狙撃兵訓練学校で過酷な訓練を受けたセラフィマは、同じく家族を奪われた仲間たちと共に、やがてスターリングラードの最前線へと赴きます。戦場で彼女が見たのは、憎むべき敵だけではなく、同じように戦争の犠牲者である人間の姿でした。復讐だけを目的としていた彼女は、次第に「真の敵とは何か?」を考え始めるのです。

登場人物と彼らの生い立ち

セラフィマ

  • 民族・出身地:ロシア系 or ウクライナ系(モスクワ近郊の農村)
  • 生い立ち:幼い頃から母と共に狩猟をしていた。ドイツ軍の侵攻で母を殺され、復讐のために狙撃兵を志す。
  • 思い:ロシア民族の誇りを持ちつつも、戦争の中で失われる人間性に疑問を持ち始める。

イリーナ

  • 民族・出身地:ロシア系 or ベラルーシ系
  • 生い立ち:赤軍のベテラン狙撃兵であり、戦場の現実を知る人物。過去に辛い経験を持つ。
  • 思い:ロシア帝国の正統な後継者としてのソ連を信じ、祖国のために戦うことに誇りを持つ。

シャルロッタ

  • 民族・出身地:ロシア貴族の出身(ドイツ系 or バルト系の血統)
  • 生い立ち:貴族階級に生まれたが、革命後に没落し、モスクワ射撃大会の優勝者として頭角を現した。

> _提供データ_:
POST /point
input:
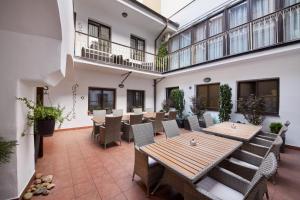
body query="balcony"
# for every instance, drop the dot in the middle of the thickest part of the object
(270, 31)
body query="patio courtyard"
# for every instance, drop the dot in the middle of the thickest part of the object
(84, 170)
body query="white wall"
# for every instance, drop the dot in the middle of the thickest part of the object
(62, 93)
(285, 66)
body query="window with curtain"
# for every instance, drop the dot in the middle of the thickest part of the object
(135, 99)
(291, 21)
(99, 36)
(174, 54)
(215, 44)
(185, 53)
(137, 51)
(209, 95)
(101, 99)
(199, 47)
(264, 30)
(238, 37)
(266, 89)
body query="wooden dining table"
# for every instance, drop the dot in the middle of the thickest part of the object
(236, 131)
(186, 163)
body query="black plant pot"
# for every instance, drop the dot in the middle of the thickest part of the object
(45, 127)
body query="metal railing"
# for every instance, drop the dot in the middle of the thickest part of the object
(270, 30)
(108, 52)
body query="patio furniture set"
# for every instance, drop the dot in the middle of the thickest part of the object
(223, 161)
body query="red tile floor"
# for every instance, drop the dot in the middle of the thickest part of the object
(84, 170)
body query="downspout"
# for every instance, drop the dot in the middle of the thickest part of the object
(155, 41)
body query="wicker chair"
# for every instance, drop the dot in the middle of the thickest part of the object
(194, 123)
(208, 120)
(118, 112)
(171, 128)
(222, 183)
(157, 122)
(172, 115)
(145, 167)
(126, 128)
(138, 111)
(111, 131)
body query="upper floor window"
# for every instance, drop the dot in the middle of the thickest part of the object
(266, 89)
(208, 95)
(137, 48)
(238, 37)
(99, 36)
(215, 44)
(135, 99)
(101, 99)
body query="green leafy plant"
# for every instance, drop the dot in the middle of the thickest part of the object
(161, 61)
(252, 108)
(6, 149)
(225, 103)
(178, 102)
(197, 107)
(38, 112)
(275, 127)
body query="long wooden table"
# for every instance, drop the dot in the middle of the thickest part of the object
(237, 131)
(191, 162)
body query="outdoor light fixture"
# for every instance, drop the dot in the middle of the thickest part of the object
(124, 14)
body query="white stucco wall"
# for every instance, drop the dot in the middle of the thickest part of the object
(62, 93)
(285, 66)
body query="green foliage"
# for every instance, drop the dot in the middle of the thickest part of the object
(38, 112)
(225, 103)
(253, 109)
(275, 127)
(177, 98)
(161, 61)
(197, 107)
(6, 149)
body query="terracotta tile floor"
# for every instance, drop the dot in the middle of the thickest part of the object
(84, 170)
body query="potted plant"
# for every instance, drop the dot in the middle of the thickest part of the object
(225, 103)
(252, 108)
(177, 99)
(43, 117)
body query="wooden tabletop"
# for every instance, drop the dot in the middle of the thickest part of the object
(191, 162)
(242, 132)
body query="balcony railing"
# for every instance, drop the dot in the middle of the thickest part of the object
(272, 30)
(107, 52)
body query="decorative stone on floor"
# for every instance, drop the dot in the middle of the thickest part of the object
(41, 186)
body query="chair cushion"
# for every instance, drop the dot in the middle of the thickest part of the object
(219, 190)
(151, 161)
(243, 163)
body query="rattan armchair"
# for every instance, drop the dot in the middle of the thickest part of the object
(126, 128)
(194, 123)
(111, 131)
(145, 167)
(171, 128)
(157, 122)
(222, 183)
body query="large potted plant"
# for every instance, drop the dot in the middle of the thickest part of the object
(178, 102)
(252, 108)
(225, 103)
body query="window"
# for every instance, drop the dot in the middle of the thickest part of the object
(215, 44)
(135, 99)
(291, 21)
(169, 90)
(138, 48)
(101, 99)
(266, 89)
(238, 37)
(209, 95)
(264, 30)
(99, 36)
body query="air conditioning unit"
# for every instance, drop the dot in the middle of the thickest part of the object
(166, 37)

==

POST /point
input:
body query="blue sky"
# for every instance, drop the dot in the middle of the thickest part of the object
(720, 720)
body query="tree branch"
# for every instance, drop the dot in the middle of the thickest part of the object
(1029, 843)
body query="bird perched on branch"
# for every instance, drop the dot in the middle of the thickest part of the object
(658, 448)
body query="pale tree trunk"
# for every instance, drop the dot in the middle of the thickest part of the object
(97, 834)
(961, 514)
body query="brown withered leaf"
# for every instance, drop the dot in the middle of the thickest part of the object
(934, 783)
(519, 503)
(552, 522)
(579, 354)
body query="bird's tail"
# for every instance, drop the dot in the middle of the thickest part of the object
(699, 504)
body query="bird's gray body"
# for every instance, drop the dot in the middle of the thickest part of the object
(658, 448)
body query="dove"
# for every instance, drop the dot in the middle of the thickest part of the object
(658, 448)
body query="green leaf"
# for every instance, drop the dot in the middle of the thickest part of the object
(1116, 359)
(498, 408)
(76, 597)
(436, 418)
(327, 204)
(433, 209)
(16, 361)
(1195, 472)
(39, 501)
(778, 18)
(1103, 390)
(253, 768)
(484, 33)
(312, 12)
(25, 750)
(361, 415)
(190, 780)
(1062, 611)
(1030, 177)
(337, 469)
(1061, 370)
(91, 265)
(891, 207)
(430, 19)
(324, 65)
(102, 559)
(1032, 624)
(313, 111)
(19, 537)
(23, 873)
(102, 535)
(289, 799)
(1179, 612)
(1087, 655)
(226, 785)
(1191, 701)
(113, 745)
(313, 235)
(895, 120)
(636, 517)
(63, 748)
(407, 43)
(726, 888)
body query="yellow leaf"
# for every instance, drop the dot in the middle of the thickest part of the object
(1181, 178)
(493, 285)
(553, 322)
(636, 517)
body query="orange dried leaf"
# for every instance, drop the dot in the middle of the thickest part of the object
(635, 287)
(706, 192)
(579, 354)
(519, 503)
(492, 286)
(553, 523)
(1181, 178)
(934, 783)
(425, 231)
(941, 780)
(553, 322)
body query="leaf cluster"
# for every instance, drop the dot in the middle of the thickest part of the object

> _課題_: 提示文のうち、「狙撃兵訓練学校で過酷な訓練を」を含む語句で始まり「人物。過去に辛い経験を持つ。」で終わる部分を、一字一句変えずに引用せよ。

> _解答例_:
狙撃兵訓練学校で過酷な訓練を受けたセラフィマは、同じく家族を奪われた仲間たちと共に、やがてスターリングラードの最前線へと赴きます。戦場で彼女が見たのは、憎むべき敵だけではなく、同じように戦争の犠牲者である人間の姿でした。復讐だけを目的としていた彼女は、次第に「真の敵とは何か?」を考え始めるのです。

登場人物と彼らの生い立ち

セラフィマ

  • 民族・出身地:ロシア系 or ウクライナ系(モスクワ近郊の農村)
  • 生い立ち:幼い頃から母と共に狩猟をしていた。ドイツ軍の侵攻で母を殺され、復讐のために狙撃兵を志す。
  • 思い:ロシア民族の誇りを持ちつつも、戦争の中で失われる人間性に疑問を持ち始める。

イリーナ

  • 民族・出身地:ロシア系 or ベラルーシ系
  • 生い立ち:赤軍のベテラン狙撃兵であり、戦場の現実を知る人物。過去に辛い経験を持つ。